## Passage shown
********

Because there are tax advantages to saving for retirement in qualified retirement plans and IRAs, tax laws limit how much you may put into these accounts each tax year. There are also limits on how much of your compensation may be considered for certain purposes and on how much you can earn and still be eligible for the tax benefits of each type of IRA. Each year, these limits may be increased for cost-of-living adjustments (COLAs). For 2021, many of the applicable limits will rise. It’s important to understand how these limits affect your ability to maximize your tax-advantaged retirement savings for 2021.
Traditional and Roth IRAs
For IRAs, COLAs affect the annual contribution limit and the income limits that determine whether taxpayers are eligible to take a deduction for their traditional IRA contributions or to make a Roth IRA contribution.
Contribution limit
You are eligible to contribute to a Traditional IRA as long as you have earned income for the year. (You may not contribute more than you earned.) You are eligible to contribute to a Roth IRA if you have earned income under a certain amount for the year. You may contribute to both types of IRAs in the same year, as long as you don’t exceed the annual limit when contributions to both types of IRAs are combined.
Traditional & Roth IRA |
2021 |
2020 |
Maximum amount you may contribute to your IRAs for the year |
$6,000 |
$6,000 |
Maximum catch-up contribution if you’re age 50 or older |
$1,000 |
$1,000 |
Income limits for deducting traditional IRA contributions
If you contribute to a traditional IRA, you can take a tax deduction for the contribution unless you or your spouse participates in a retirement plan at work. In that case, to be eligible to deduct the full contribution, your adjusted gross income must fall under the lower limit noted in the chart below, based on your tax-filing status.

********

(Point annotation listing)

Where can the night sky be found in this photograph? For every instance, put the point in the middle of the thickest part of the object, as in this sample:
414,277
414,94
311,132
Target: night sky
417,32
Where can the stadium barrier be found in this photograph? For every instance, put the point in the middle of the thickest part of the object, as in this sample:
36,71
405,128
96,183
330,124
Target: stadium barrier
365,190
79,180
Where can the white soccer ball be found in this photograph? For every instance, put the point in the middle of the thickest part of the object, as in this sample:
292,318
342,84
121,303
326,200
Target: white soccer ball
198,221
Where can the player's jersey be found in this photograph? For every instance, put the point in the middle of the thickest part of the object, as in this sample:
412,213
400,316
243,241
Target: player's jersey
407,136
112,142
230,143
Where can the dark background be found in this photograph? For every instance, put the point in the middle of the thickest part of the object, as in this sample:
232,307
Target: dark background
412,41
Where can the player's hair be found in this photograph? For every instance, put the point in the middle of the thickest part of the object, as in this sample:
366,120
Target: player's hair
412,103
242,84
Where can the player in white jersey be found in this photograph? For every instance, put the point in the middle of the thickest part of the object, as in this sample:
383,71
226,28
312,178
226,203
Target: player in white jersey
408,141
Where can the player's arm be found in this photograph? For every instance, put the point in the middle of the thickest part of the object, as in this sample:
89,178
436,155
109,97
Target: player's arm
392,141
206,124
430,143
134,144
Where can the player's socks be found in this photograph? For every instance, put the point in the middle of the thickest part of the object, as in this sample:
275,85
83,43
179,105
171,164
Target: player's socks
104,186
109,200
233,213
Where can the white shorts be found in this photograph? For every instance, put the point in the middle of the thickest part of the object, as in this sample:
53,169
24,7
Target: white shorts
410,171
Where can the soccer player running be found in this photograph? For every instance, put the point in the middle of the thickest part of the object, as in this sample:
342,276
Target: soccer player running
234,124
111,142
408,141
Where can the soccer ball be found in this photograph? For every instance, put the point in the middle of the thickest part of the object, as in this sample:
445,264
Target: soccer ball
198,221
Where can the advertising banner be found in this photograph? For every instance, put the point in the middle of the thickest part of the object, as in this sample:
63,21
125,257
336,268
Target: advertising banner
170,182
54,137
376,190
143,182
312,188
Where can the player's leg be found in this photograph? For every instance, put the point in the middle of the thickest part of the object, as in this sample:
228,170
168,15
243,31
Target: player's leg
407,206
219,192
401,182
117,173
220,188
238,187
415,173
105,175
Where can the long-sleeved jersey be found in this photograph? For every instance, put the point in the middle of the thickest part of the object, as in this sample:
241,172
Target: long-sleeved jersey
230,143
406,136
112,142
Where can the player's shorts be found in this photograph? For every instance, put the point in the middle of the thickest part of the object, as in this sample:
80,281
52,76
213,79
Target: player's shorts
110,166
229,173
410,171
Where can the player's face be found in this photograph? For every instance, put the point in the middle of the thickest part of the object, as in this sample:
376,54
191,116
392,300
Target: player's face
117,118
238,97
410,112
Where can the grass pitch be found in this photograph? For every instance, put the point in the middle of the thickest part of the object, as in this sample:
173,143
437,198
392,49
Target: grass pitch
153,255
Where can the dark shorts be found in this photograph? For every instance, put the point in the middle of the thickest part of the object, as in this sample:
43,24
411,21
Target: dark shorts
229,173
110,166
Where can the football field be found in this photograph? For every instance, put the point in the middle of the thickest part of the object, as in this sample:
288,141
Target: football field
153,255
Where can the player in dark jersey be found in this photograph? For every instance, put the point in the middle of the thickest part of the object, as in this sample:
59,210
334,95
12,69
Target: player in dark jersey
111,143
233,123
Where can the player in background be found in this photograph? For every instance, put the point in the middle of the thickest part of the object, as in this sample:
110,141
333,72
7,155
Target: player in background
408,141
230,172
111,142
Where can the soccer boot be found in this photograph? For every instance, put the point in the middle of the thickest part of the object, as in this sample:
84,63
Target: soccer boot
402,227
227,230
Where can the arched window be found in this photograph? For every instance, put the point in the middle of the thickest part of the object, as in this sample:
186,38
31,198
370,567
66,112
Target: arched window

********

## Problems and tasks
1) Please copy the lines of the listing without any change, starting with the line that contains "Where can the football" and going on through the last line of the listing.
2) Proceed with the article on 2021 retirement savings limits, picking up right after its last sentence.

## Solved problems
1)
Where can the football field be found in this photograph? For every instance, put the point in the middle of the thickest part of the object, as in this sample:
288,141
Target: football field
153,255
Where can the player in dark jersey be found in this photograph? For every instance, put the point in the middle of the thickest part of the object, as in this sample:
59,210
334,95
12,69
Target: player in dark jersey
111,143
233,123
Where can the player in background be found in this photograph? For every instance, put the point in the middle of the thickest part of the object, as in this sample:
110,141
333,72
7,155
Target: player in background
408,141
230,172
111,142
Where can the soccer boot be found in this photograph? For every instance, put the point in the middle of the thickest part of the object, as in this sample:
84,63
Target: soccer boot
402,227
227,230
Where can the arched window be found in this photograph? For every instance, put the point in the middle of the thickest part of the object, as in this sample:
186,38
31,198
370,567
66,112
Target: arched window

2)
If your income falls within the range for your tax-filing status, you may take a partial deduction for your contribution. If your income exceeds the top amount in your range, you may not take a deduction.
If you participate in a retirement plan at work:
Tax-Filing Status |
2021 Income Range |
2020 Income Range |
Single or Head of Household |
$66,000-$76,000 |
$65,000-$75,000 |
Married, Filing Jointly |
$105,000-$125,000 |
$104,000-$124,000 |
Married, Filing Separately |
$0-$10,000 |
$0-$10,000 |
If you don't participate in a retirement plan, but your spouse does:
Tax-Filing Status |
2021 Income Range |
2020 Income Range |
Married, Filing Jointly |
$198,000–$208,000 |
$196,000–$206,000 |
Married, Filing Separately |
$0-$10,000 |
$0-$10,000 |
Income limits for eligibility to contribute to a Roth IRA
If your adjusted gross income is below the lower limit noted in the chart below, you may contribute up to the full contribution limit to a Roth IRA. If your income falls within the range noted below, based on your tax-filing status, you may make a partial contribution to a Roth IRA for the year. If your income exceeds the maximum limit for your tax-filing status, you may not contribute to a Roth IRA for the year.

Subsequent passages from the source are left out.